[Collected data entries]
————————

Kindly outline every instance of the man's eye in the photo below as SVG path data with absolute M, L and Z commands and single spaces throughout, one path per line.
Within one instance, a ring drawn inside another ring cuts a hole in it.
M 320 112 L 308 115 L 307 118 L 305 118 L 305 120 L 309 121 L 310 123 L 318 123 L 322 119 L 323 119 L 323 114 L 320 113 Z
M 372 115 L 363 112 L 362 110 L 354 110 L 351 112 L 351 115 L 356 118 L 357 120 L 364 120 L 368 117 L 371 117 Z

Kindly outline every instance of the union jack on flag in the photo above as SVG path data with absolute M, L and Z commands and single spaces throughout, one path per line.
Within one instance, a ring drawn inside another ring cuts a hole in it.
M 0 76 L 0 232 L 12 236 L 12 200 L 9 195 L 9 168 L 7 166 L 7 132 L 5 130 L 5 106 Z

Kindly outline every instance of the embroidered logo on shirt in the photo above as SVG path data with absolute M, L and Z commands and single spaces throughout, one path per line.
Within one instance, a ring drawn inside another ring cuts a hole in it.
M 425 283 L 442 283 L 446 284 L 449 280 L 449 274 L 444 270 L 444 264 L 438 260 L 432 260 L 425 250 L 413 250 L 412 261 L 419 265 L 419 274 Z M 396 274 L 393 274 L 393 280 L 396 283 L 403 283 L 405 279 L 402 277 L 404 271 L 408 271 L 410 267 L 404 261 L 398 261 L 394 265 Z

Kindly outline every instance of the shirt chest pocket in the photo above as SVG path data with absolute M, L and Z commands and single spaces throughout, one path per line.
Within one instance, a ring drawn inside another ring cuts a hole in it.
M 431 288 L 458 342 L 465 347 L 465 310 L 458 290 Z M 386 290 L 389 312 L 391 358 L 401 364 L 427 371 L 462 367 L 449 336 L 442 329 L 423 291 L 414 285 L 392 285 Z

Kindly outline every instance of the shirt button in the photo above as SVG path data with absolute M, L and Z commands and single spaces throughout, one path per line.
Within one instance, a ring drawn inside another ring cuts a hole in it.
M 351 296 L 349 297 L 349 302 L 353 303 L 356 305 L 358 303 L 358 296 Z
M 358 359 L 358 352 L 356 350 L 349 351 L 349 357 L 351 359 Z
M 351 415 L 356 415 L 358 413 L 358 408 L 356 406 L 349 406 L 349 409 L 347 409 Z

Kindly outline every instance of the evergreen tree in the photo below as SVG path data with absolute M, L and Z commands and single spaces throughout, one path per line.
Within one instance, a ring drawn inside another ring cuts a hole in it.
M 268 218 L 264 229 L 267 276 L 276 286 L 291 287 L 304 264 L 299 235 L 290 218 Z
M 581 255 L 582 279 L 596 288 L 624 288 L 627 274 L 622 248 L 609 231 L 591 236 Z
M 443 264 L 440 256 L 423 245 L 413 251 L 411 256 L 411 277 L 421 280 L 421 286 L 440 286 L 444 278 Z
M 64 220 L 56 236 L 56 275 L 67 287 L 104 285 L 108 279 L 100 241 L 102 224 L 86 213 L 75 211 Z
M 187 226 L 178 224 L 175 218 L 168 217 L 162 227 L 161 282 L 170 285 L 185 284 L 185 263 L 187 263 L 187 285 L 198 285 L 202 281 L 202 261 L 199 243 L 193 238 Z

————————

> _Goal of the exercise_:
Every line above should be retyped exactly as given.

> _Response box_:
Kindly outline every instance of the man's eye in the photo below as SVG path data with absolute M, L and Z commands and single spaces throughout, one path per line.
Within one instance, a ring drawn inside another ring cuts a hole in it.
M 320 112 L 308 115 L 307 118 L 305 118 L 305 120 L 309 121 L 310 123 L 318 123 L 322 119 L 323 119 L 323 114 L 320 113 Z
M 372 115 L 363 112 L 362 110 L 354 110 L 351 112 L 351 115 L 356 118 L 357 120 L 364 120 L 368 117 L 371 117 Z

Kindly outline every instance of the union jack on flag in the photo above as SVG path data with absolute M, L and Z commands and single spaces throughout, one path per line.
Within one instance, a ring drawn inside another ring cuts a hole in it.
M 0 76 L 0 232 L 12 236 L 12 200 L 9 195 L 9 168 L 7 166 L 7 132 L 5 130 L 5 106 Z

Kindly outline every instance of the embroidered logo on shirt in the photo above as SVG path data with absolute M, L and Z commands and single spaces throughout, one path per line.
Within one instance, a ring drawn inside another ring cuts a hole in it.
M 425 283 L 442 283 L 446 284 L 449 280 L 449 274 L 444 270 L 444 264 L 438 260 L 432 260 L 425 250 L 413 250 L 412 261 L 419 265 L 419 274 Z M 396 274 L 393 274 L 393 280 L 396 283 L 403 283 L 405 279 L 402 277 L 404 271 L 408 271 L 410 267 L 404 261 L 398 261 L 394 265 Z

Kindly outline every instance of the shirt chest pocket in the photo above as SVG path data with absolute M, L and Z commands and single spaces throughout, one path per line.
Within one instance, a ring drawn inside another ring cuts a hole in it.
M 431 288 L 458 342 L 465 347 L 465 310 L 458 290 Z M 386 290 L 389 312 L 391 358 L 401 364 L 427 371 L 462 367 L 449 336 L 442 329 L 423 291 L 414 285 L 392 285 Z

Kindly outline every instance of the shirt button in the photo above as SVG path data with absolute M, L and Z commands and single spaces throughout, one path per line.
Within one instance, a ring drawn inside another ring cuts a hole in it.
M 351 296 L 349 297 L 349 302 L 353 303 L 356 305 L 358 303 L 358 296 Z
M 358 359 L 358 352 L 356 350 L 349 351 L 349 357 L 351 359 Z
M 351 415 L 356 415 L 358 413 L 358 408 L 356 406 L 349 406 L 349 409 L 347 409 Z

Kindly outline every instance of the evergreen tree in the photo below as SVG path data with absolute M, L and Z commands and single spaces throughout, one path per line.
Within one instance, a ring drawn inside another ring cuts a hole in it.
M 268 218 L 264 229 L 267 276 L 276 286 L 291 287 L 304 264 L 299 235 L 290 218 Z
M 581 255 L 582 279 L 596 288 L 624 288 L 627 274 L 622 248 L 609 231 L 591 236 Z
M 443 264 L 440 256 L 423 245 L 413 251 L 411 256 L 411 277 L 421 280 L 421 286 L 440 286 L 444 278 Z
M 64 220 L 56 236 L 56 275 L 67 287 L 104 285 L 108 279 L 100 241 L 102 224 L 86 213 L 75 211 Z
M 187 226 L 178 224 L 175 218 L 168 217 L 162 227 L 161 282 L 170 285 L 185 284 L 185 263 L 187 263 L 187 285 L 198 285 L 202 281 L 202 261 L 199 243 L 193 238 Z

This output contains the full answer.